Written instruction >>
Put every line of the entries below into a numbered list, skipping the blank lines. Leave the pictures out.

The data >>
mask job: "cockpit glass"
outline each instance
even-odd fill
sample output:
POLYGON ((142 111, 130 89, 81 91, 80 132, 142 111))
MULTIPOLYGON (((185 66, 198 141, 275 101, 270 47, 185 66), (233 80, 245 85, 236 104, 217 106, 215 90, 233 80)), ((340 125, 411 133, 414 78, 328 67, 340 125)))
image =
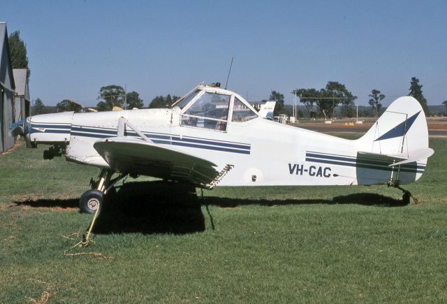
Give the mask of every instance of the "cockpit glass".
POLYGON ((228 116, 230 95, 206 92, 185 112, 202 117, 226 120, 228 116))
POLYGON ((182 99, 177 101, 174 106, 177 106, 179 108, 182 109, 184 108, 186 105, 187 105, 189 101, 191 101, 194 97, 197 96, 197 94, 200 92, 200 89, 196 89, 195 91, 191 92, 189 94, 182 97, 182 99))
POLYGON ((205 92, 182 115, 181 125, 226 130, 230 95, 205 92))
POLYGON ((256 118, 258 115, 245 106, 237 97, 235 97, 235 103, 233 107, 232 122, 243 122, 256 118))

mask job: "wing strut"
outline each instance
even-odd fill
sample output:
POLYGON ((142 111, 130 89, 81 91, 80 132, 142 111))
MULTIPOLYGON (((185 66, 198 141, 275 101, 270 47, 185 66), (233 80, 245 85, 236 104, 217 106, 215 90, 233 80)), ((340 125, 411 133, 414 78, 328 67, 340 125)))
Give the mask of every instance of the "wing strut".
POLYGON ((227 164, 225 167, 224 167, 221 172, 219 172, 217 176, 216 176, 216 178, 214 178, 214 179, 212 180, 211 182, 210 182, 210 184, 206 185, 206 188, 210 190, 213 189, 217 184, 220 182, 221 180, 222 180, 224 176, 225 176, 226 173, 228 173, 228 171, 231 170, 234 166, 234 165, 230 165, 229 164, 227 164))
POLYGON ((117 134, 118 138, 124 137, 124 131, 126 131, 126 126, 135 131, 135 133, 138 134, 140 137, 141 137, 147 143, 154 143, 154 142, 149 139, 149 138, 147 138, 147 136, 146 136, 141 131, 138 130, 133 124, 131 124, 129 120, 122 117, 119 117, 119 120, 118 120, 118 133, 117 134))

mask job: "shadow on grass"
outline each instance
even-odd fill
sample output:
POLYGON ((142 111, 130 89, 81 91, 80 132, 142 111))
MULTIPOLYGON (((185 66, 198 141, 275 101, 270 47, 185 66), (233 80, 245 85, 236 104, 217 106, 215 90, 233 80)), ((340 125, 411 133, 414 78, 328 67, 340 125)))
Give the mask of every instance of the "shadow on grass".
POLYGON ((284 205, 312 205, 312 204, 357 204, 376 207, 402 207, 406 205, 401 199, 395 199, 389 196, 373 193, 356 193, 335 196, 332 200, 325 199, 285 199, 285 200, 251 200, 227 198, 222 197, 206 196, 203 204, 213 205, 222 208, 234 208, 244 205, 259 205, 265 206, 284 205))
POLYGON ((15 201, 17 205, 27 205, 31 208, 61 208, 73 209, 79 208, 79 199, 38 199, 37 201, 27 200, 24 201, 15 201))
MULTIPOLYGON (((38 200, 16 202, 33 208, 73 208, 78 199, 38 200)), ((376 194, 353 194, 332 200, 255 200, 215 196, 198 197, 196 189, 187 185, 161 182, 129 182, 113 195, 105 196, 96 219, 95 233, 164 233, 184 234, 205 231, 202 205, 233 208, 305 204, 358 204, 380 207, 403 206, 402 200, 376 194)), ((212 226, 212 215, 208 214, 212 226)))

Expected output >>
1. mask job: "cockpit glass"
2. outline each instance
3. even-odd fill
4. sample output:
5. POLYGON ((142 111, 130 89, 81 91, 80 132, 142 111))
6. MULTIPOLYGON (((185 66, 198 141, 275 101, 270 47, 185 66), (233 80, 245 85, 236 104, 217 106, 215 90, 233 80)), ((340 125, 411 133, 414 78, 328 67, 340 125)))
7. image =
8. Give the mask of every instance of the "cockpit glass".
9. POLYGON ((228 116, 230 95, 206 92, 185 112, 202 117, 226 120, 228 116))
10. POLYGON ((182 99, 177 101, 174 106, 177 106, 179 108, 182 109, 184 108, 186 105, 187 105, 189 101, 191 101, 194 97, 197 96, 197 94, 200 92, 200 89, 196 89, 195 91, 191 92, 189 94, 182 97, 182 99))
11. POLYGON ((205 92, 182 115, 181 125, 226 130, 230 95, 205 92))
12. POLYGON ((256 118, 258 115, 245 106, 237 97, 235 97, 235 103, 233 107, 232 122, 243 122, 256 118))
13. mask job: "wing strut"
14. outline each instance
15. even-odd fill
16. sample output:
17. POLYGON ((142 111, 130 89, 81 91, 80 132, 142 111))
18. MULTIPOLYGON (((185 66, 198 141, 275 101, 270 47, 185 66), (233 80, 245 85, 236 104, 217 106, 215 90, 233 80)), ((340 125, 411 133, 414 78, 328 67, 340 125)))
19. Give the mask of every instance of the "wing strut".
20. POLYGON ((227 164, 225 167, 224 167, 221 172, 219 172, 217 176, 216 176, 216 178, 214 178, 214 179, 212 180, 211 182, 210 182, 210 184, 206 185, 206 188, 210 190, 213 189, 217 184, 220 182, 221 180, 222 180, 224 176, 225 176, 226 173, 228 173, 228 171, 231 170, 234 166, 234 165, 230 165, 229 164, 227 164))
21. POLYGON ((117 134, 118 138, 124 137, 124 131, 126 131, 126 126, 135 131, 135 133, 138 134, 140 137, 141 137, 147 143, 154 143, 154 142, 149 139, 149 138, 147 138, 147 136, 146 136, 141 131, 138 130, 133 124, 131 124, 129 120, 122 117, 119 117, 119 120, 118 120, 118 133, 117 134))
22. mask job: "shadow on grass"
23. outline each instance
24. even-odd fill
25. sample output:
26. POLYGON ((142 111, 130 89, 81 91, 80 132, 142 111))
27. MULTIPOLYGON (((185 66, 198 141, 275 101, 270 47, 185 66), (233 80, 245 85, 236 104, 217 106, 215 90, 233 80)), ((340 125, 411 133, 414 78, 328 67, 340 125)))
28. Give the mask of every instance of the "shadow on grass".
29. POLYGON ((284 205, 312 205, 312 204, 357 204, 376 207, 402 207, 406 205, 401 199, 395 199, 389 196, 373 193, 356 193, 335 196, 332 200, 325 199, 285 199, 285 200, 251 200, 227 198, 222 197, 206 196, 203 204, 213 205, 222 208, 234 208, 244 205, 259 205, 265 206, 284 205))
30. POLYGON ((15 201, 17 205, 27 205, 31 208, 61 208, 73 209, 79 208, 79 199, 38 199, 37 201, 27 200, 24 201, 15 201))
31. MULTIPOLYGON (((38 200, 16 202, 33 208, 73 208, 78 199, 38 200)), ((376 194, 353 194, 332 200, 255 200, 215 196, 198 197, 196 189, 187 185, 161 182, 129 182, 113 195, 105 196, 96 219, 95 233, 164 233, 184 234, 205 231, 202 205, 233 208, 305 204, 358 204, 380 207, 403 206, 402 200, 376 194)), ((212 226, 212 215, 208 214, 212 226)))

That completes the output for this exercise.